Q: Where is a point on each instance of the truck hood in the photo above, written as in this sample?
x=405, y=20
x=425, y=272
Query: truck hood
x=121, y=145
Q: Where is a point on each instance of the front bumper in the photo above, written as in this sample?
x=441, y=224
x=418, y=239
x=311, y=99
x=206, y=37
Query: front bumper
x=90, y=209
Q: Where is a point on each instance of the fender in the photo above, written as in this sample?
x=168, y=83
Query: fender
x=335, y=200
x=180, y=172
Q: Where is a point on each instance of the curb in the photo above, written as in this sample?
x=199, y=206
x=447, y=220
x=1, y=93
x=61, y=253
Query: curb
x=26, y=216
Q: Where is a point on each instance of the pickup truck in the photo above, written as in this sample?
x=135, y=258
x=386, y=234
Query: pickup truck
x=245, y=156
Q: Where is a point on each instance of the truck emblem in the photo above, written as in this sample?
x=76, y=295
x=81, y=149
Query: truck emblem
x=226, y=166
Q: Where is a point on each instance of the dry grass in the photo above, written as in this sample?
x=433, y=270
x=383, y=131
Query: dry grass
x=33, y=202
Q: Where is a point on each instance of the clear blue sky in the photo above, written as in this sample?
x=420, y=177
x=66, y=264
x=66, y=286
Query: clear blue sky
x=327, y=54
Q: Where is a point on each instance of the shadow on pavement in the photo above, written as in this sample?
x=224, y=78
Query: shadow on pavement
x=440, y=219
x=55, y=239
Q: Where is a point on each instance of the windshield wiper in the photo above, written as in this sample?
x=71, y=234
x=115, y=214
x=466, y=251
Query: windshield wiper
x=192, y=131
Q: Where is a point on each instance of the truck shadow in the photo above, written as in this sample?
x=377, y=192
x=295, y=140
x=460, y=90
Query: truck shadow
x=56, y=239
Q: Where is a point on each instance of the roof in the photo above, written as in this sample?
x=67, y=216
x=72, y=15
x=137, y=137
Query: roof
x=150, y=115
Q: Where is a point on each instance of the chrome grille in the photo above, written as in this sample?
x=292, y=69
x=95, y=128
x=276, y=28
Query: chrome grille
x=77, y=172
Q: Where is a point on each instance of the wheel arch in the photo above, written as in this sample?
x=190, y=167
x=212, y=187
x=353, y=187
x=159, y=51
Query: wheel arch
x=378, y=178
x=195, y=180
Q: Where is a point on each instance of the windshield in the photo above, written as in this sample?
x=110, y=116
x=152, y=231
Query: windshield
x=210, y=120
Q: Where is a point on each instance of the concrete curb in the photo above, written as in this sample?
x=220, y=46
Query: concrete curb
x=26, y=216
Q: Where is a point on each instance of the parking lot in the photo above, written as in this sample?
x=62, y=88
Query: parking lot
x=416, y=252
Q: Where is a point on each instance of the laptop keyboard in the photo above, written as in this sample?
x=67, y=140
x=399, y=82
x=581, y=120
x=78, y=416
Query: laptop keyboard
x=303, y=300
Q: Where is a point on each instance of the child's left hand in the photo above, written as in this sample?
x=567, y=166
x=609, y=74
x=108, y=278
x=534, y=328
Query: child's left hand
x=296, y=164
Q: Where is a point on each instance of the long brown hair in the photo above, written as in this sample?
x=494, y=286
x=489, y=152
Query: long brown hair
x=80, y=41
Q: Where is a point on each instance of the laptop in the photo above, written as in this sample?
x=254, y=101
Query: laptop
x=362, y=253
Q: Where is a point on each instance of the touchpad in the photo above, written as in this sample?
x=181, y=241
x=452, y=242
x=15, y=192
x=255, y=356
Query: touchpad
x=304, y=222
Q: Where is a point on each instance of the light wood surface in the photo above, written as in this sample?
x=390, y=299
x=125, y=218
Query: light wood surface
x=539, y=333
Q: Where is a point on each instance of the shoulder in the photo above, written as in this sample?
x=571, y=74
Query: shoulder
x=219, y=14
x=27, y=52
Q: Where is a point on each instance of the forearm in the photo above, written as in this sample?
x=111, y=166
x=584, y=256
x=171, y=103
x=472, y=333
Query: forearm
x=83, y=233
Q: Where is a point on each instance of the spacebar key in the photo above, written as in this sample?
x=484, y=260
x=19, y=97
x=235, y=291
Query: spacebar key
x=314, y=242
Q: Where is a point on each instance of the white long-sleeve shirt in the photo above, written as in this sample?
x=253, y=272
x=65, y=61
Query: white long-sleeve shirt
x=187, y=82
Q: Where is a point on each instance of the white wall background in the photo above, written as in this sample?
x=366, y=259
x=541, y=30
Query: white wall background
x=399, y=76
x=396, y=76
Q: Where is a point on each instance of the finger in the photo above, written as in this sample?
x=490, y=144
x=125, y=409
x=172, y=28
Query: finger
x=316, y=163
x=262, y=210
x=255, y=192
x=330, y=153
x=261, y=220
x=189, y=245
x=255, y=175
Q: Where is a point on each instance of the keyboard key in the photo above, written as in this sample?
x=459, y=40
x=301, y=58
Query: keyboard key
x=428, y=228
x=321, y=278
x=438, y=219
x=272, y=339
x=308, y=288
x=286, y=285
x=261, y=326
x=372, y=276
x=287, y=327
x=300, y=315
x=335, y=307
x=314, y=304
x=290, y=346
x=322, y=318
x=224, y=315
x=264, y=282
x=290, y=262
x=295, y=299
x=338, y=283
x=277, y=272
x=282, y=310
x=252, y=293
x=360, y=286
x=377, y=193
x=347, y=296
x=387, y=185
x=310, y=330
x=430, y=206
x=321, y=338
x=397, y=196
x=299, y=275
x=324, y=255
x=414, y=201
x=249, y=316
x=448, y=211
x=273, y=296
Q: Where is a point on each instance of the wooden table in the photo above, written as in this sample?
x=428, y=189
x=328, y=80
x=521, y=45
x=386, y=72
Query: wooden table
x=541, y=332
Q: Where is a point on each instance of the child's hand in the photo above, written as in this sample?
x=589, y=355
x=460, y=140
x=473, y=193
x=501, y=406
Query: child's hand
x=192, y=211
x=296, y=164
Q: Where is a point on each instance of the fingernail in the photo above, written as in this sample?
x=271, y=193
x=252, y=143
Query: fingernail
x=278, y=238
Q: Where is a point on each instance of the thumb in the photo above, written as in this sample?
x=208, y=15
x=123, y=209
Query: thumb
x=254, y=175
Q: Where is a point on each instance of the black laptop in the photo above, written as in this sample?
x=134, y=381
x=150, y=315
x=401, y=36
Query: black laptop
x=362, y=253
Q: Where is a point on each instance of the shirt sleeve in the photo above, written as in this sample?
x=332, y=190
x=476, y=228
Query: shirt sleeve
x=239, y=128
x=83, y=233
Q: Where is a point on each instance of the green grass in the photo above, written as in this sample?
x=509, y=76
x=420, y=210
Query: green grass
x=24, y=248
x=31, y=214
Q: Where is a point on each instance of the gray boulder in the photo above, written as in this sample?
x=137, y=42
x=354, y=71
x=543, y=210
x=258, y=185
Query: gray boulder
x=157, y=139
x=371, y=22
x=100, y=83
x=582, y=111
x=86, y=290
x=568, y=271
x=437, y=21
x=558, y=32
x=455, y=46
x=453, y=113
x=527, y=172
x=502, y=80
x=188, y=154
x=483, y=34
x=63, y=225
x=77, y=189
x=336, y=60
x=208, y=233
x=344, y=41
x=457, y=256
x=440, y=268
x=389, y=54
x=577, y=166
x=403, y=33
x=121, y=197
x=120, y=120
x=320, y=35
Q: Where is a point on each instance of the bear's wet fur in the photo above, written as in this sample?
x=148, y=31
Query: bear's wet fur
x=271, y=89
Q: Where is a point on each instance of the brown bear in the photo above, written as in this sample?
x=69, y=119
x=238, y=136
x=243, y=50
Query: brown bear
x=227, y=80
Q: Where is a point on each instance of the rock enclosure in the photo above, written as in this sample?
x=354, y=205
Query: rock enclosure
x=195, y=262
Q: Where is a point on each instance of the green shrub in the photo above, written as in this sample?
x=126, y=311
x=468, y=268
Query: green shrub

:::::

● EXERCISE DIRECTIONS:
In the material above, find the line containing "Q: Where is a point on each instance of the shoulder" and the line containing "x=235, y=291", then write out exactly those two lines and every line between them, and nothing more.

● ANSWER TO THE PROBLEM:
Q: Where is a point on each instance of the shoulder in the photo above, written as in this sample?
x=571, y=74
Query: shoulder
x=219, y=14
x=27, y=52
Q: Where is a point on each instance of the forearm in the photo above, written as in this sample?
x=111, y=166
x=584, y=256
x=171, y=103
x=472, y=333
Query: forearm
x=83, y=233
Q: Where is a point on each instance of the spacebar key in the photo above, written as in this sample?
x=484, y=260
x=19, y=97
x=235, y=291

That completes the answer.